Stated goal: Convert the part of the records that opens with the line containing "Every instance of the blurred" and closes with the line containing "[[309, 72]]" into a numbered list, dropping any blank lines. Include both of those lines, and omit the pictures from your answer.

Record excerpts:
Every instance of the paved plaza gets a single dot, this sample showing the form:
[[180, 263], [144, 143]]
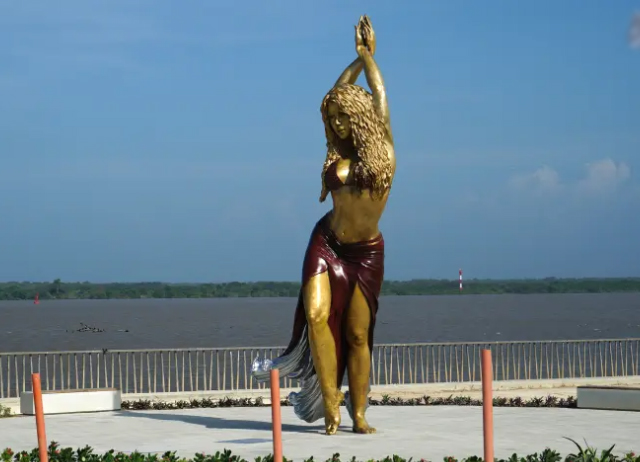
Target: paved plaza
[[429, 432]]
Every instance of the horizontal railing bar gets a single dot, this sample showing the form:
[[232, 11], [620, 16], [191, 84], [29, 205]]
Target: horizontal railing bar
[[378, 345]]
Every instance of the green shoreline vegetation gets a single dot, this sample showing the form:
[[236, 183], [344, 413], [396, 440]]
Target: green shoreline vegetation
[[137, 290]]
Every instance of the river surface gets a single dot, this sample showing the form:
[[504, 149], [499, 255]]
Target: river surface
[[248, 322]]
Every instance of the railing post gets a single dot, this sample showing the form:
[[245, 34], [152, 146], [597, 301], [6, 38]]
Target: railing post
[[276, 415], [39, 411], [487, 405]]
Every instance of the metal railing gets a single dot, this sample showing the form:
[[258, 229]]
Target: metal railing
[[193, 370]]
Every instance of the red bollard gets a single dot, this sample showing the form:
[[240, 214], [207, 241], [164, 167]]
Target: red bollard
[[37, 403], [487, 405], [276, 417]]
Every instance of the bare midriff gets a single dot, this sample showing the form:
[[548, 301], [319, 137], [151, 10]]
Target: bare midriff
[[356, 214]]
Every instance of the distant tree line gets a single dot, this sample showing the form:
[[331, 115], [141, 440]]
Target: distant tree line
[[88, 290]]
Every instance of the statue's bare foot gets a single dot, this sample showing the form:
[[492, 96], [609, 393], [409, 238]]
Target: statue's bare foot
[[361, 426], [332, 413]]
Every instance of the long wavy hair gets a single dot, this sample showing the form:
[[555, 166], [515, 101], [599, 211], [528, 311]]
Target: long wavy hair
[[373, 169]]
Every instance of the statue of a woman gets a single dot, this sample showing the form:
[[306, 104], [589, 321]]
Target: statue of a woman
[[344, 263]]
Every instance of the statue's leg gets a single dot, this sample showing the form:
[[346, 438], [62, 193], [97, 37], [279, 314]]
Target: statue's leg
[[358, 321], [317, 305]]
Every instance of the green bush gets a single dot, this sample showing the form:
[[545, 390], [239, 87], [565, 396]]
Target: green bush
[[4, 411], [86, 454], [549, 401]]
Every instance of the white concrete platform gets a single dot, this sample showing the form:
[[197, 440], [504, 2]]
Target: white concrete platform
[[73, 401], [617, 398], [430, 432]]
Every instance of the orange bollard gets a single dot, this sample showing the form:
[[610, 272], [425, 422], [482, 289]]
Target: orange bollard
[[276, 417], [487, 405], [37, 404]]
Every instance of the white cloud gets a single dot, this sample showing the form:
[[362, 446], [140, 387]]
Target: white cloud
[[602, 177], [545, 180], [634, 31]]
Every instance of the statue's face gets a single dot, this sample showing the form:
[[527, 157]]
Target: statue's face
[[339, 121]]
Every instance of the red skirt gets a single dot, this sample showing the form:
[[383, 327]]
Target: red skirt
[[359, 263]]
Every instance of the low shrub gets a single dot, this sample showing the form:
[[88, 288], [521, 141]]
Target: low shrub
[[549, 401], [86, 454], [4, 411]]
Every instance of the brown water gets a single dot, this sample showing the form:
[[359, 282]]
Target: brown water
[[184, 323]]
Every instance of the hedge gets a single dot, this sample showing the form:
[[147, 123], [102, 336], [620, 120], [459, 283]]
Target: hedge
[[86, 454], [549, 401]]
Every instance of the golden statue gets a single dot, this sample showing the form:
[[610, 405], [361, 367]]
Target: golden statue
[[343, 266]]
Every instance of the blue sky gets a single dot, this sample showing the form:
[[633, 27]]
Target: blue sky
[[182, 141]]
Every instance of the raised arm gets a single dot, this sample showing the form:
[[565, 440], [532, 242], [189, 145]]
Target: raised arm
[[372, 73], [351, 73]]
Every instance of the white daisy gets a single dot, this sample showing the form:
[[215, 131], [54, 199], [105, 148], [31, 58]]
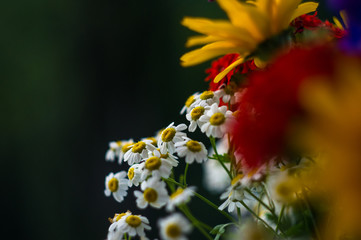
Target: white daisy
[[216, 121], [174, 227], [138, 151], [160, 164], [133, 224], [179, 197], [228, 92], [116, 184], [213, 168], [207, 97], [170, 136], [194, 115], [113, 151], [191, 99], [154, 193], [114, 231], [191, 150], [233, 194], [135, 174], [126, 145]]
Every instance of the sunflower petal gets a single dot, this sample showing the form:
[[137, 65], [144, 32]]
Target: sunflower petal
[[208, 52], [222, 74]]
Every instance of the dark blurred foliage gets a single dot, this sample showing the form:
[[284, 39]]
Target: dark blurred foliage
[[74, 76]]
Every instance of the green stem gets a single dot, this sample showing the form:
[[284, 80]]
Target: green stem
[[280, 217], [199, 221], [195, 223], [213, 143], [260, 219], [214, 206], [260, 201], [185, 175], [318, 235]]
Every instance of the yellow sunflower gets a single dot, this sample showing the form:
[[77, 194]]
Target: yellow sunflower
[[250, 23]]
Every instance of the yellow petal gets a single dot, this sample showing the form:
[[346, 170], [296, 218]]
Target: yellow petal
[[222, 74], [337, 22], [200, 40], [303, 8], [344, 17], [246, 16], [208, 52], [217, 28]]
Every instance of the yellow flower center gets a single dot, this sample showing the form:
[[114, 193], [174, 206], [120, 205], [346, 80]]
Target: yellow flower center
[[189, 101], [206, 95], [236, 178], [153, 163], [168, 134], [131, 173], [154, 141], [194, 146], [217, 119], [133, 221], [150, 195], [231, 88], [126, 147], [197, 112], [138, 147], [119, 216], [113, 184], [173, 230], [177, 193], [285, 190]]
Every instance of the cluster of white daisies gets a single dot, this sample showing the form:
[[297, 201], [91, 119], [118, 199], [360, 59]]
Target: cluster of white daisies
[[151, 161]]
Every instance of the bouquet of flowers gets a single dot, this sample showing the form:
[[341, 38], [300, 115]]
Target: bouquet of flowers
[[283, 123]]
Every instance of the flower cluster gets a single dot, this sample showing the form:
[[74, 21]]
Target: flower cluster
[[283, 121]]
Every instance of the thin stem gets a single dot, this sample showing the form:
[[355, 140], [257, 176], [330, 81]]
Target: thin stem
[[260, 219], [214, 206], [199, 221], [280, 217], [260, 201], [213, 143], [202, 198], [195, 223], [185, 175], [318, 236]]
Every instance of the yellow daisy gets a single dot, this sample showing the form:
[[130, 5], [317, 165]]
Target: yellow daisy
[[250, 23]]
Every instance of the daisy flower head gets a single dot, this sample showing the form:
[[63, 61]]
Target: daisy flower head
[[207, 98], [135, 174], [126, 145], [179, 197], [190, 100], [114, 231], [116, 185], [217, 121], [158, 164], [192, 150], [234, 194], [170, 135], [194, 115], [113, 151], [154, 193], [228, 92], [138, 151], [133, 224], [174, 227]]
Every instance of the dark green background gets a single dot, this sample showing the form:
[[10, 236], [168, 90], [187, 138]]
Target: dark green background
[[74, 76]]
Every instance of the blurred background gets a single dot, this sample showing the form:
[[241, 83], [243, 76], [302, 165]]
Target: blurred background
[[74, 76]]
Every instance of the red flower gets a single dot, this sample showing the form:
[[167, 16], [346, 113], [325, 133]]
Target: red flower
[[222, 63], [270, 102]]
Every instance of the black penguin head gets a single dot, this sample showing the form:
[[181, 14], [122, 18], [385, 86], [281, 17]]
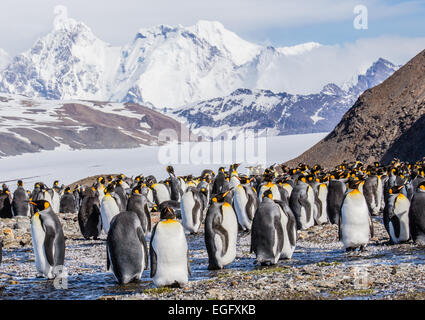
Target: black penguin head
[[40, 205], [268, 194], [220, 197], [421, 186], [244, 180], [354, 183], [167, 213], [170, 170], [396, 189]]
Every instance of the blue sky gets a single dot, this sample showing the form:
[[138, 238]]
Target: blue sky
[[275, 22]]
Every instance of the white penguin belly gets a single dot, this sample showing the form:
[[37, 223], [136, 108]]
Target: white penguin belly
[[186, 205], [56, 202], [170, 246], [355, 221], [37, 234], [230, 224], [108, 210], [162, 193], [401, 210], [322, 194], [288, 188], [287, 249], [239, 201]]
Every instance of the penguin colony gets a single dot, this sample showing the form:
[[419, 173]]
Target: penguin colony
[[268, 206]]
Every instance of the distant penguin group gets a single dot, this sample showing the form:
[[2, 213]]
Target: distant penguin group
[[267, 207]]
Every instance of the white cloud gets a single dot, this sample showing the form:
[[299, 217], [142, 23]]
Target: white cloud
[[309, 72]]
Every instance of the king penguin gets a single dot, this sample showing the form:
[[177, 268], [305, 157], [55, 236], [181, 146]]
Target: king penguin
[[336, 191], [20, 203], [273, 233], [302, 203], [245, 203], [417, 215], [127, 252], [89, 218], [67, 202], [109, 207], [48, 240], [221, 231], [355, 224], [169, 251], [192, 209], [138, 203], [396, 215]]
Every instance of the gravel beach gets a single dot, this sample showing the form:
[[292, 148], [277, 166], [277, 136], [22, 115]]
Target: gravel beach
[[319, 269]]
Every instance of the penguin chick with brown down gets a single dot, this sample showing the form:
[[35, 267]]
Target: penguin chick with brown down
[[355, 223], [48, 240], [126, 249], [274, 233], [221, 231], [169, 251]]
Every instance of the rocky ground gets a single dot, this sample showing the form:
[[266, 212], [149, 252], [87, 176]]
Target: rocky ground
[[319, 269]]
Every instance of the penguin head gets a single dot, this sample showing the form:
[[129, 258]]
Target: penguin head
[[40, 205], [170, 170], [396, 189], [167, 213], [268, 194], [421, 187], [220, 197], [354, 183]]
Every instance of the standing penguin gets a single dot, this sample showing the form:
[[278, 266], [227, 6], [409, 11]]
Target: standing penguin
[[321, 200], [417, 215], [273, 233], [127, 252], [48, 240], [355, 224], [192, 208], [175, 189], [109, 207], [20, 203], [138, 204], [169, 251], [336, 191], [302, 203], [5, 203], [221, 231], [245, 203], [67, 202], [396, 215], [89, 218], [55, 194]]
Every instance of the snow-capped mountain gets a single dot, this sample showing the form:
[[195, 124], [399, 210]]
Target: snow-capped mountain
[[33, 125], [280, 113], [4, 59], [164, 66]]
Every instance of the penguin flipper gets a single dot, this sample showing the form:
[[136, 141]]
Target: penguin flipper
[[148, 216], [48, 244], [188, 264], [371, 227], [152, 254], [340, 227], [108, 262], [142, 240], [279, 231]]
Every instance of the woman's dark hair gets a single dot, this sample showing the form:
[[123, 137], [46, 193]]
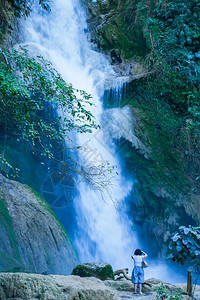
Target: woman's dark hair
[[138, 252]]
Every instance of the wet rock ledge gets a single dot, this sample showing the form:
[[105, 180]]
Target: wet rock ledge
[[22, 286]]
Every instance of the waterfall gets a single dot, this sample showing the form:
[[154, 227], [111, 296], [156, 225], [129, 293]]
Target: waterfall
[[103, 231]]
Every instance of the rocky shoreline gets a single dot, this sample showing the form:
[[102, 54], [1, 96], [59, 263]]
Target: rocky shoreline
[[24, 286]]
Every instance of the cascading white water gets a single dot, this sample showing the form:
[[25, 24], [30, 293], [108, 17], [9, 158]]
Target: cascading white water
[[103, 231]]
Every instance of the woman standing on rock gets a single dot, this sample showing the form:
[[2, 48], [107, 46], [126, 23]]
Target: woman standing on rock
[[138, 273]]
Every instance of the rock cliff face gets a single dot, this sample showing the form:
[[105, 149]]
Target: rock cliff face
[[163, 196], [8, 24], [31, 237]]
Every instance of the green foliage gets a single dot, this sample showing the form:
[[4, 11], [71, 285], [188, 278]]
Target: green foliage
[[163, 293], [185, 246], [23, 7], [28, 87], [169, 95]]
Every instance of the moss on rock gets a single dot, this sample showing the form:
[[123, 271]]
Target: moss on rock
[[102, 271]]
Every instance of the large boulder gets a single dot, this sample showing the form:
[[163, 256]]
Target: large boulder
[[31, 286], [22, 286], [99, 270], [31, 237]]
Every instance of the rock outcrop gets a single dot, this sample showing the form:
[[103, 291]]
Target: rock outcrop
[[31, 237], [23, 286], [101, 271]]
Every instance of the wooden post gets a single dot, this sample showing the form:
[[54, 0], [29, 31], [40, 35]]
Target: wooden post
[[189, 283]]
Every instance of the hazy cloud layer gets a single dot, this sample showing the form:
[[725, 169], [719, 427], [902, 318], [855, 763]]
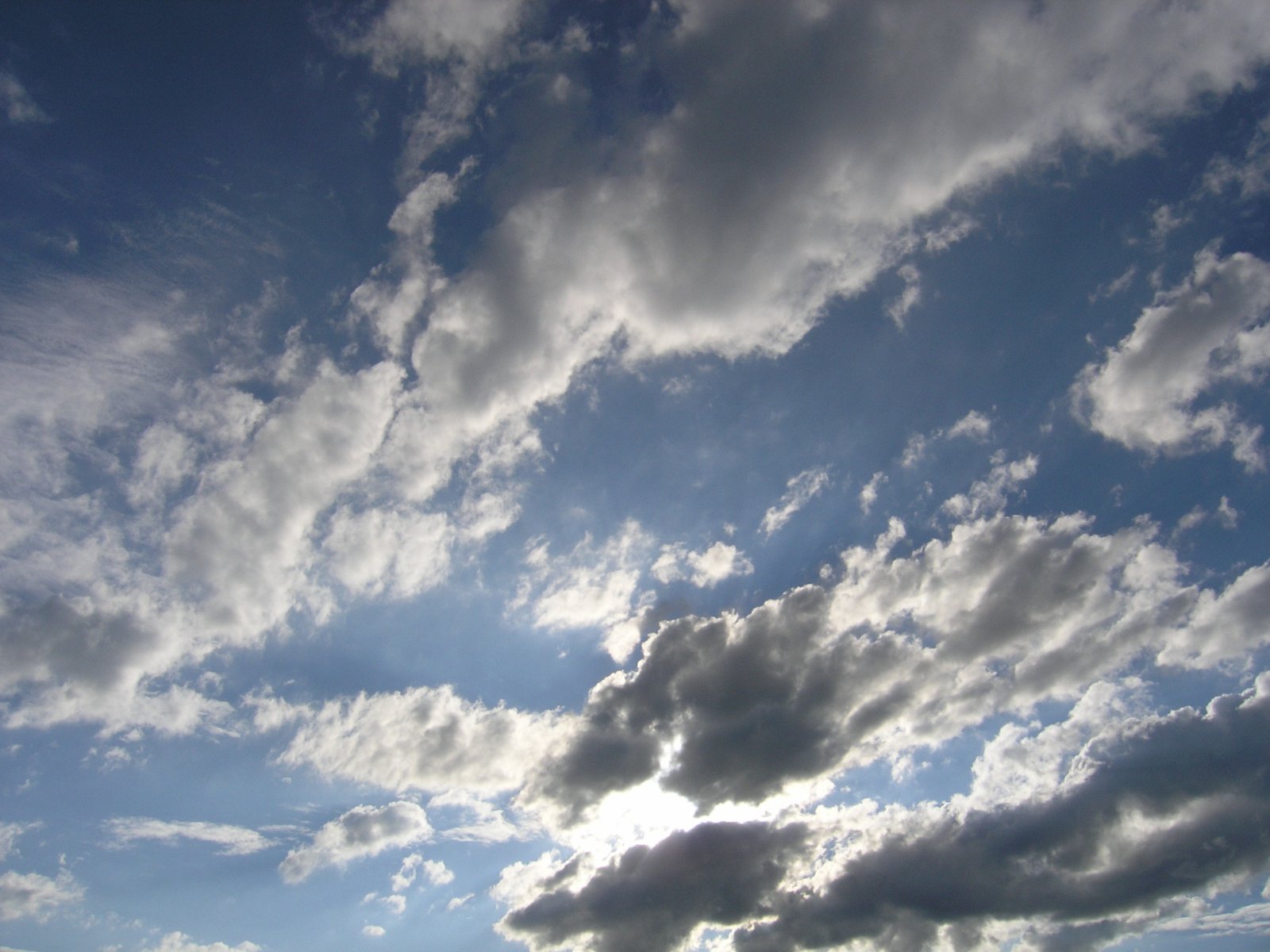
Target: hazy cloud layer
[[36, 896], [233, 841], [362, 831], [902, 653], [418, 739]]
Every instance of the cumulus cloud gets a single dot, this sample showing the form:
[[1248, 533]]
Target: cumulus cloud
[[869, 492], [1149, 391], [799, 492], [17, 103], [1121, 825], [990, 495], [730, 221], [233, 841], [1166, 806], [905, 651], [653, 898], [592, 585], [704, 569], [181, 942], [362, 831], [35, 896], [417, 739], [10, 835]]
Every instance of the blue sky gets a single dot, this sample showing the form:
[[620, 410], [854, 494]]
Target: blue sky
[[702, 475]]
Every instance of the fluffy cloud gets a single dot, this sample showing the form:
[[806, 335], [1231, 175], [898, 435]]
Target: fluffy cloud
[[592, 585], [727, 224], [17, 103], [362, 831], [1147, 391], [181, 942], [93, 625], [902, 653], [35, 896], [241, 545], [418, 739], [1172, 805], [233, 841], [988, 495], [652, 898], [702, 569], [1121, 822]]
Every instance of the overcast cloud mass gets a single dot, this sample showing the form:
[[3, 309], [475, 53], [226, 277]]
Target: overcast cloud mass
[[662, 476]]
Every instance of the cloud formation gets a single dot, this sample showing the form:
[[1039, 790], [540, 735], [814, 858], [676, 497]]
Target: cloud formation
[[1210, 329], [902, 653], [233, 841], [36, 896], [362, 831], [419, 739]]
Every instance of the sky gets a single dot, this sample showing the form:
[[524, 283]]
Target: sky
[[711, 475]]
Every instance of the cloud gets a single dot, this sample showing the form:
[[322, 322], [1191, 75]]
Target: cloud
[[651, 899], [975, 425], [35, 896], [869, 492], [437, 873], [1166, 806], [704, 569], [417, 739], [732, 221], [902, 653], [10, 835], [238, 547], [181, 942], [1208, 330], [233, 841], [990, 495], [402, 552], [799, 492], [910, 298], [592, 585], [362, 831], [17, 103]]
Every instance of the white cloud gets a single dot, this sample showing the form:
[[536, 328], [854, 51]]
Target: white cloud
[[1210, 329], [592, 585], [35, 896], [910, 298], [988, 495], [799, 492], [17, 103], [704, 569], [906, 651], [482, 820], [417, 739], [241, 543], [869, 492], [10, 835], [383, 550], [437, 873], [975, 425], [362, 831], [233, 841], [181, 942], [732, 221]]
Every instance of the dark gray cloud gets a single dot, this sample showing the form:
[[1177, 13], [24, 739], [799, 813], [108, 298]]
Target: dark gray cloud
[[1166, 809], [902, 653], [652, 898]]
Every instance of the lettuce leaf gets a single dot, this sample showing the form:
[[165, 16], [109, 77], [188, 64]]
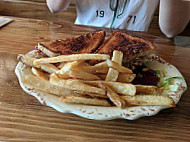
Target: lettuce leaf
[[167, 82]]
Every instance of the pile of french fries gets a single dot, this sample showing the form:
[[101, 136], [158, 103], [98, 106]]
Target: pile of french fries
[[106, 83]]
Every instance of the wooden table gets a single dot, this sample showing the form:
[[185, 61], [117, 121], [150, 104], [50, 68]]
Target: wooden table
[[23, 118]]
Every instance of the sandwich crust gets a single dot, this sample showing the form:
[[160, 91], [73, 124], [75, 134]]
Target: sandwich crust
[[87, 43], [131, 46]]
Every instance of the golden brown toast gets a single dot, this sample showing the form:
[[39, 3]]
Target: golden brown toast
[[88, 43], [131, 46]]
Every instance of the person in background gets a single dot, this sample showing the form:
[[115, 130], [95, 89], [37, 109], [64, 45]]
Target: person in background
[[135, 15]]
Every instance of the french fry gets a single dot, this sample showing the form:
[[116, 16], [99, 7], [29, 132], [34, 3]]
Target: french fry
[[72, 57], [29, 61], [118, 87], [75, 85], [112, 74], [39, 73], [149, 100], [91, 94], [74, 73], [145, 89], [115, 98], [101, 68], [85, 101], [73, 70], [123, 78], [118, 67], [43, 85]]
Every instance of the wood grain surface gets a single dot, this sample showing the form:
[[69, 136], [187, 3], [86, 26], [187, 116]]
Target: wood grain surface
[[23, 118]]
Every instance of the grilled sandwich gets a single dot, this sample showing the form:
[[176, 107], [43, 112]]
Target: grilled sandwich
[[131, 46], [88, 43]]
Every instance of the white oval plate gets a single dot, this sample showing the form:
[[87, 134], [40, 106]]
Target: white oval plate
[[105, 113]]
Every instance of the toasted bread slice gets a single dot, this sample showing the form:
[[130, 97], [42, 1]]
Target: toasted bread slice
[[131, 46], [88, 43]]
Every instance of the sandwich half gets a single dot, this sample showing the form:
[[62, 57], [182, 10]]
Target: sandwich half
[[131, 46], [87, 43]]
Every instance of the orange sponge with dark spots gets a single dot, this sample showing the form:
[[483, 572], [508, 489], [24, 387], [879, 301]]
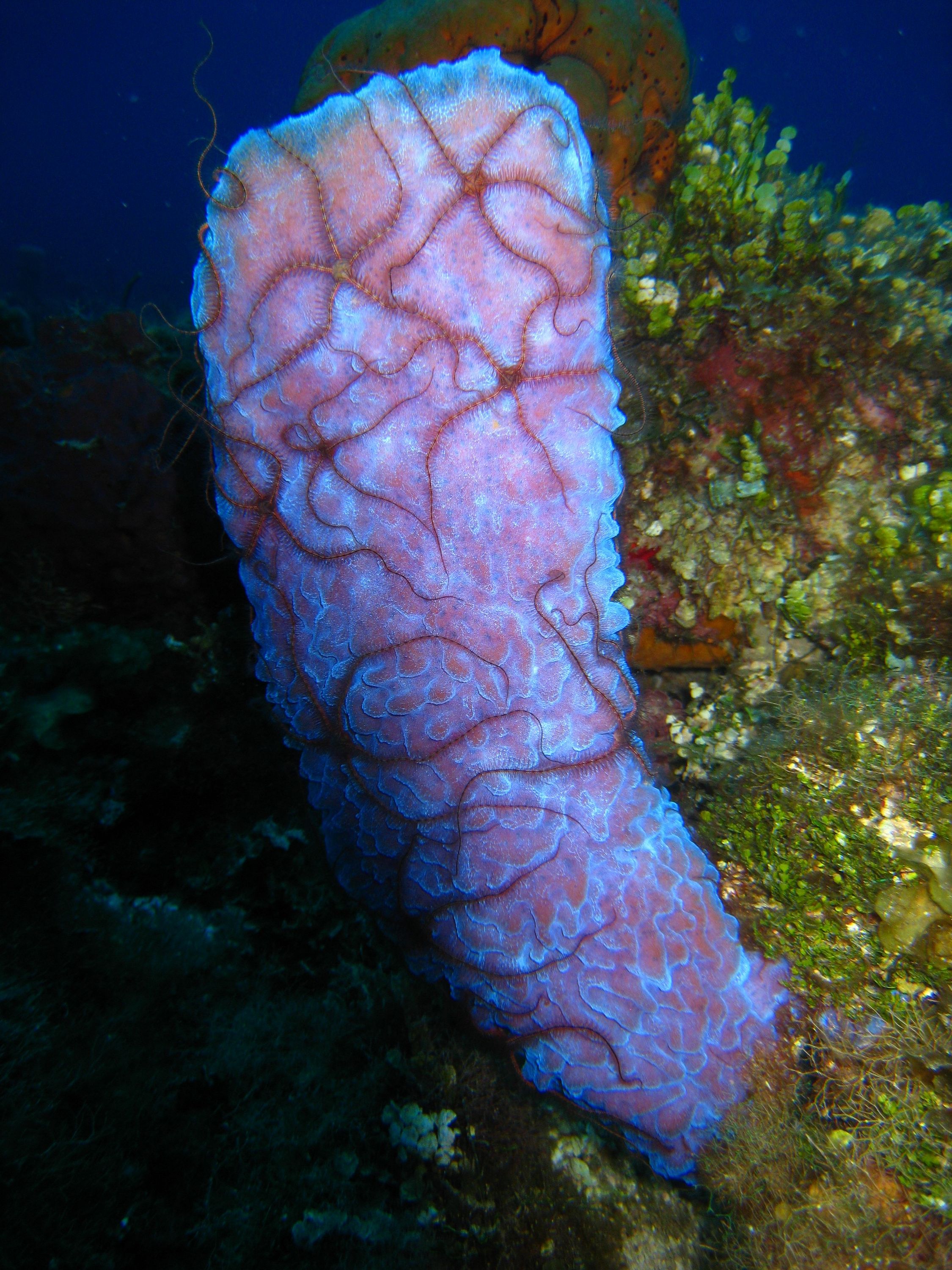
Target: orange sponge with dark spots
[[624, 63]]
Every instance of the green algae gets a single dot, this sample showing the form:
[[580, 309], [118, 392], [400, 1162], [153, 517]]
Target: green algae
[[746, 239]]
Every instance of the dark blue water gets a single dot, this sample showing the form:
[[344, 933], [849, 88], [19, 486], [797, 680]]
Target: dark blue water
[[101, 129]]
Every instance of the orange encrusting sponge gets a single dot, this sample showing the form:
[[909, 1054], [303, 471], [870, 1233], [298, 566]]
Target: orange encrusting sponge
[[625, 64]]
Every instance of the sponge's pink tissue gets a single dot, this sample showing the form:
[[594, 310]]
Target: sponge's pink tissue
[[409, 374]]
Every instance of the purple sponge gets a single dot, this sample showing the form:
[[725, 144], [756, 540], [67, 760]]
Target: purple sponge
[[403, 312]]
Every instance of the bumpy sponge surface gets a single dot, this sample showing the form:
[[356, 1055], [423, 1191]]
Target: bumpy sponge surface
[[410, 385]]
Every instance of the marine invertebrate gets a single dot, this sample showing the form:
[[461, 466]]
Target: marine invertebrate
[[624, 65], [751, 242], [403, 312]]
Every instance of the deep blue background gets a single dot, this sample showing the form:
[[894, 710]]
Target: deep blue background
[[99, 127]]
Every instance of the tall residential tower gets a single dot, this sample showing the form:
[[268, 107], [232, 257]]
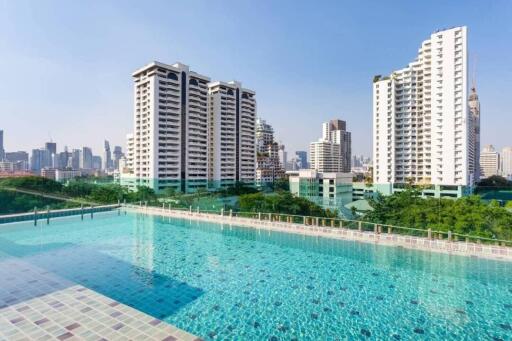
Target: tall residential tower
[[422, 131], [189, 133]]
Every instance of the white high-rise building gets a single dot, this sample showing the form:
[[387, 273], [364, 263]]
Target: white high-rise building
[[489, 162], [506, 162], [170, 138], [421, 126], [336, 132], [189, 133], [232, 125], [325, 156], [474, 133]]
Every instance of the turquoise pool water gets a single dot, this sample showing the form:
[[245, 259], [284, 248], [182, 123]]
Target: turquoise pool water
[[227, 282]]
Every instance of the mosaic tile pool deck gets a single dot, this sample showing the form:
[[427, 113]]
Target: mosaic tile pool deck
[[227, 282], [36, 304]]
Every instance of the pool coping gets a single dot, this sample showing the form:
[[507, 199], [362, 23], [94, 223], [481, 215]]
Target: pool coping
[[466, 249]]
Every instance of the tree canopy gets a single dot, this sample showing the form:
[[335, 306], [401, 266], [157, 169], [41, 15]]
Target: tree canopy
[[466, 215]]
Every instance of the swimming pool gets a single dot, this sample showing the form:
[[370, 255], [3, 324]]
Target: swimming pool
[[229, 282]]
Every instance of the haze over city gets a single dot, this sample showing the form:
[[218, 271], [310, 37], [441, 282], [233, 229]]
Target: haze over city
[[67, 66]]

Task result:
1. Every instance of the blurred background gets a single dot, this sample showing the form:
2. [[241, 83], [243, 76], [302, 165]]
3. Target: blurred background
4. [[74, 76]]
5. Every instance of the red flower gets a single dot, this sample showing the form:
6. [[167, 16], [346, 113], [325, 133]]
7. Target: red flower
8. [[222, 63], [270, 102]]
9. Every instance of the black penguin head gets a single dot, this sample showing the form:
10. [[181, 14], [122, 18], [385, 86], [281, 17]]
11. Target: black penguin head
12. [[40, 205], [268, 194], [220, 197], [421, 186], [244, 180], [354, 183], [167, 213], [170, 170], [396, 189]]
13. Every instance of the blue sky gets a single dot, this sample showing the form:
14. [[138, 238]]
15. Target: blue sky
16. [[275, 22]]
17. Every instance of the white penguin belly gets a single dot, this sample showing the form:
18. [[37, 223], [136, 108]]
19. Target: white penguin belly
20. [[186, 205], [56, 202], [170, 246], [355, 221], [37, 234], [230, 224], [108, 210], [162, 193], [401, 210], [322, 194], [288, 188], [287, 249], [239, 201]]
21. Every instance of the penguin colony gets a single dot, this sample showing the form:
22. [[419, 173]]
23. Target: penguin colony
24. [[268, 206]]
25. Every instance of the distant penguin group gets a single dot, this sample showing the form:
26. [[2, 213]]
27. Target: distant penguin group
28. [[267, 207]]
29. Every instance of the white cloud gets a single dot, this sample showing the form:
30. [[299, 217], [142, 23]]
31. Target: white cloud
32. [[309, 72]]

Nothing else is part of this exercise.